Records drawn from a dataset
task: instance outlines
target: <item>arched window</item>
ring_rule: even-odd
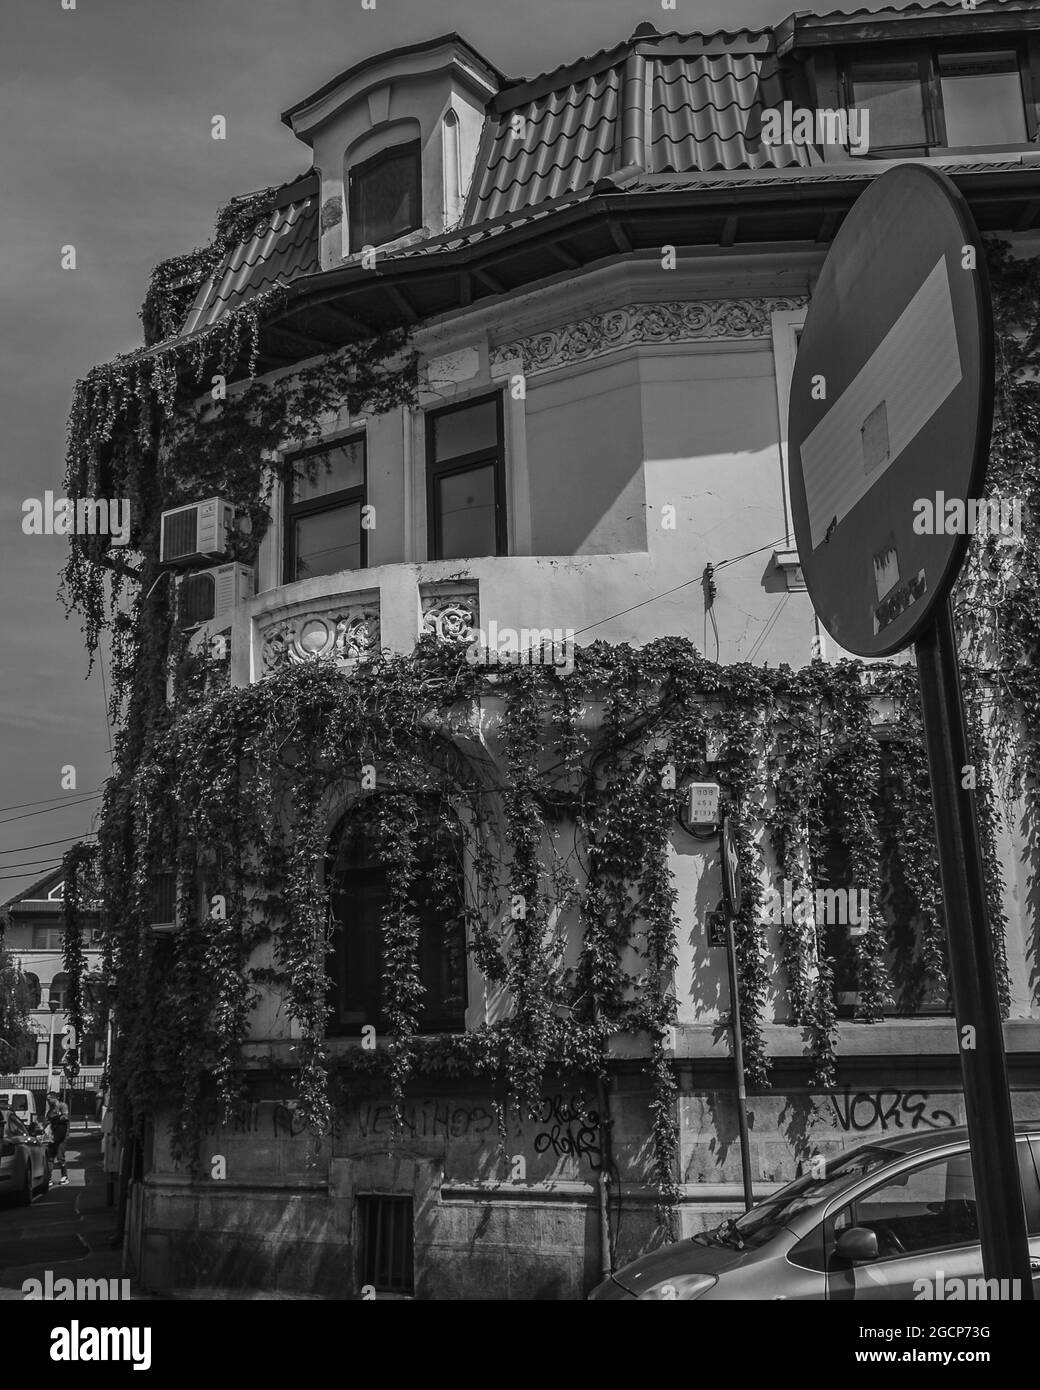
[[[40,990],[40,977],[34,975],[31,970],[26,970],[22,976],[25,981],[26,991],[29,996],[29,1008],[38,1009],[42,992]]]
[[[352,164],[347,174],[350,251],[383,246],[422,226],[422,145],[408,140]]]
[[[873,808],[880,838],[881,901],[885,919],[887,949],[885,965],[892,998],[886,1014],[949,1014],[949,990],[942,980],[929,977],[924,963],[922,918],[915,885],[908,881],[899,851],[899,799],[895,783],[895,759],[889,740],[881,744],[878,795]],[[869,904],[861,898],[863,885],[854,881],[852,860],[842,835],[841,799],[845,794],[829,779],[825,781],[823,801],[824,839],[821,846],[817,889],[824,895],[837,890],[847,895],[837,900],[837,911],[824,913],[825,949],[833,961],[834,992],[840,1017],[851,1017],[859,1002],[856,951],[858,920]],[[830,905],[828,901],[828,905]],[[842,910],[844,909],[844,910]]]
[[[386,1026],[383,916],[393,868],[380,861],[371,810],[366,802],[346,817],[333,839],[332,950],[326,966],[330,1034],[357,1034],[369,1024],[378,1032]],[[466,1011],[461,833],[447,832],[429,816],[417,840],[419,867],[411,898],[419,919],[419,1030],[461,1031]]]
[[[444,225],[453,226],[462,216],[462,158],[459,148],[459,118],[449,106],[444,113]]]
[[[69,977],[65,974],[64,970],[60,975],[55,975],[54,979],[51,980],[49,994],[50,1002],[52,1004],[57,1002],[59,1009],[63,1010],[65,1008],[65,996],[68,988]]]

REQUIRED ACTION
Each line above is to be transcribed exactly, though its pictures are not.

YOUR RESPONSE
task: instance outlines
target: <item>arched window</item>
ring_rule: even-odd
[[[40,990],[40,977],[34,975],[31,970],[26,970],[22,976],[25,981],[26,991],[29,996],[29,1008],[38,1009],[42,992]]]
[[[352,164],[347,174],[350,251],[383,246],[422,226],[422,145],[408,140]]]
[[[873,808],[880,838],[881,901],[885,919],[887,949],[885,965],[892,998],[886,1014],[949,1014],[949,990],[942,980],[929,977],[924,963],[922,918],[915,885],[908,881],[899,851],[899,799],[895,783],[895,759],[889,740],[881,744],[878,795]],[[869,904],[861,898],[863,885],[854,881],[852,860],[842,835],[841,799],[845,794],[829,779],[825,781],[823,801],[824,839],[821,846],[817,889],[824,895],[837,890],[847,895],[837,900],[837,911],[824,913],[825,949],[833,961],[834,992],[840,1017],[851,1017],[859,1002],[856,951],[858,920]],[[830,905],[828,901],[828,905]],[[842,910],[844,909],[844,910]]]
[[[386,1026],[383,916],[393,868],[380,861],[371,810],[366,802],[346,817],[333,839],[332,950],[326,966],[330,1034],[357,1034],[369,1024],[378,1032]],[[466,1011],[461,833],[447,832],[429,816],[417,840],[419,867],[411,898],[419,919],[419,1030],[461,1031]]]
[[[444,225],[453,226],[462,216],[462,158],[459,148],[459,118],[449,106],[444,113]]]
[[[69,977],[65,974],[64,970],[60,975],[55,975],[54,979],[51,980],[49,994],[50,1002],[52,1004],[57,1002],[59,1009],[63,1010],[65,1008],[65,996],[68,988]]]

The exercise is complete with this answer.